• [About this task]: Print the data in full, exactly as it reads.

Items listed in a dataset
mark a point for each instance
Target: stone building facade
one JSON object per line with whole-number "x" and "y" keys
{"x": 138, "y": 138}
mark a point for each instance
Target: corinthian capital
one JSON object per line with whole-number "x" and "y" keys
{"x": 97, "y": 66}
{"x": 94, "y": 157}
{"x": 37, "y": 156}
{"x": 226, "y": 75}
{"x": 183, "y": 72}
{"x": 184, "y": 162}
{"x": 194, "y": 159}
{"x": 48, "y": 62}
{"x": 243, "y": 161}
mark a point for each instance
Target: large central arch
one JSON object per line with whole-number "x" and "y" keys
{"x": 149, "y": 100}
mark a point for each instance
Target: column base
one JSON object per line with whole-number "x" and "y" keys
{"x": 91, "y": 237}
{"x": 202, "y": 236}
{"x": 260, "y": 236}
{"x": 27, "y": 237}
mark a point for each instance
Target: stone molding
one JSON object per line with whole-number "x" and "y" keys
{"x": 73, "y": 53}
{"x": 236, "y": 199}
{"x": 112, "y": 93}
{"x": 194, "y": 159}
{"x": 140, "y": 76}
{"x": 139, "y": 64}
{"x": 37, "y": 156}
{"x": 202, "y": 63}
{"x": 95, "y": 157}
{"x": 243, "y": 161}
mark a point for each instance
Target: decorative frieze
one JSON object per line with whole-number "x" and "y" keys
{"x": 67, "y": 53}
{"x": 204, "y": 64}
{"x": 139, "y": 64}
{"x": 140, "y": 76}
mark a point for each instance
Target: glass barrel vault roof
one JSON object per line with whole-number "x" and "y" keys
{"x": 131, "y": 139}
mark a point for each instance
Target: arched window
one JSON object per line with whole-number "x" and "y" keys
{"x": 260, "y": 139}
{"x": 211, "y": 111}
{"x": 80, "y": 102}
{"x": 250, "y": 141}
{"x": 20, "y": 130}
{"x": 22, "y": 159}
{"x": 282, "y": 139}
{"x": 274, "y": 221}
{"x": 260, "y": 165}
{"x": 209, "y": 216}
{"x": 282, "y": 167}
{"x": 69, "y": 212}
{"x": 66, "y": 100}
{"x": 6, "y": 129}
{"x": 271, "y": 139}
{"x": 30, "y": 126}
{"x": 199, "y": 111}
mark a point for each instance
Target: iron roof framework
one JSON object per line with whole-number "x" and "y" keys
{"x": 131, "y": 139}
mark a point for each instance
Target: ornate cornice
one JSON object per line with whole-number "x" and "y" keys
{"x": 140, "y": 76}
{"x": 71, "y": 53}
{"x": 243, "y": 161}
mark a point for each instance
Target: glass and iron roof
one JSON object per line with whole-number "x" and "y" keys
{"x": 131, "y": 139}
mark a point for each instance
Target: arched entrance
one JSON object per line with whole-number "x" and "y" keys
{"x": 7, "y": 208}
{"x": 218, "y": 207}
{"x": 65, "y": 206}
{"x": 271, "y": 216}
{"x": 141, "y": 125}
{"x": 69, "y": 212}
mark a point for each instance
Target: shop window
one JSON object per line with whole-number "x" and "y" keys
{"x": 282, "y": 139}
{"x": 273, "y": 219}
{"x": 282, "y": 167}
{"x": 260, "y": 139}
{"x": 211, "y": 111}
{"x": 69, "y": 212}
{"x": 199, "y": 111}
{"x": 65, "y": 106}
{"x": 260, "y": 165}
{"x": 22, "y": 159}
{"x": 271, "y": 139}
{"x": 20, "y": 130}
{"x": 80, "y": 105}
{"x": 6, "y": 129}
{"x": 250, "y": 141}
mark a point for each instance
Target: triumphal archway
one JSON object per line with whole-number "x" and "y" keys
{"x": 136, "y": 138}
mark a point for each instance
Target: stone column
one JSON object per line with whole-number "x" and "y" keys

• [Result]:
mark a point for each instance
Target: stone building facade
one JSON object per line with whole-number "x" and "y" keys
{"x": 138, "y": 138}
mark a point for each instance
Target: corinthian capital
one JSON object per line with whole-number "x" and "y" keys
{"x": 97, "y": 66}
{"x": 94, "y": 157}
{"x": 37, "y": 156}
{"x": 226, "y": 75}
{"x": 183, "y": 72}
{"x": 184, "y": 162}
{"x": 194, "y": 159}
{"x": 48, "y": 62}
{"x": 243, "y": 161}
mark a point for each instance
Target: large central arch
one JSON object per line with whole-number "x" and "y" keys
{"x": 149, "y": 100}
mark a point for each instance
Target: column base
one JSON object per line with whole-number "x" and "y" keys
{"x": 91, "y": 237}
{"x": 202, "y": 236}
{"x": 260, "y": 236}
{"x": 27, "y": 237}
mark a point for each instance
Target: stone molding
one JSON object per line with whole-number "x" and "y" keys
{"x": 73, "y": 53}
{"x": 236, "y": 199}
{"x": 112, "y": 93}
{"x": 194, "y": 159}
{"x": 140, "y": 76}
{"x": 139, "y": 64}
{"x": 37, "y": 156}
{"x": 202, "y": 63}
{"x": 95, "y": 157}
{"x": 243, "y": 161}
mark a point for each instance
Target: decorative frieze
one JSON object per line with whole-number "x" and "y" keys
{"x": 67, "y": 53}
{"x": 204, "y": 64}
{"x": 139, "y": 64}
{"x": 140, "y": 76}
mark a point for each instance
Target: glass barrel vault roof
one JSON object per line with whole-number "x" and "y" keys
{"x": 131, "y": 139}
mark a point for each instance
Target: arched window
one JSON object per line with whole-number "x" and "y" keys
{"x": 260, "y": 139}
{"x": 211, "y": 111}
{"x": 80, "y": 102}
{"x": 250, "y": 141}
{"x": 20, "y": 130}
{"x": 22, "y": 159}
{"x": 282, "y": 139}
{"x": 274, "y": 221}
{"x": 260, "y": 165}
{"x": 209, "y": 216}
{"x": 282, "y": 167}
{"x": 69, "y": 212}
{"x": 66, "y": 100}
{"x": 6, "y": 129}
{"x": 271, "y": 139}
{"x": 30, "y": 126}
{"x": 199, "y": 111}
mark a point for each instance
Target: iron roof framework
one JSON object per line with whole-number "x" and "y" keys
{"x": 131, "y": 139}
mark a point for each instance
Target: ornate cornice
one JSON object per line with whole-number "x" and "y" keys
{"x": 140, "y": 76}
{"x": 71, "y": 53}
{"x": 243, "y": 161}
mark a point for each instance
Target: glass and iron roof
one JSON object per line with whole-number "x" and "y" keys
{"x": 131, "y": 139}
mark a point for each instance
Target: arched entrance
one JSON object per line with whole-number "x" and "y" keys
{"x": 7, "y": 208}
{"x": 218, "y": 207}
{"x": 65, "y": 206}
{"x": 271, "y": 216}
{"x": 141, "y": 125}
{"x": 69, "y": 212}
mark a point for each instance
Target: shop window
one JSON object per line with whole-number "x" and "y" keys
{"x": 282, "y": 139}
{"x": 273, "y": 219}
{"x": 282, "y": 167}
{"x": 260, "y": 139}
{"x": 211, "y": 111}
{"x": 69, "y": 212}
{"x": 199, "y": 111}
{"x": 65, "y": 106}
{"x": 260, "y": 165}
{"x": 22, "y": 159}
{"x": 271, "y": 139}
{"x": 20, "y": 130}
{"x": 80, "y": 105}
{"x": 6, "y": 129}
{"x": 250, "y": 141}
mark a point for each instance
Target: triumphal archway
one JSON object per line with whole-number "x" and "y" keys
{"x": 136, "y": 138}
mark a point for each instance
Target: stone column
one JSON object per line with whole-number "x" and "y" keys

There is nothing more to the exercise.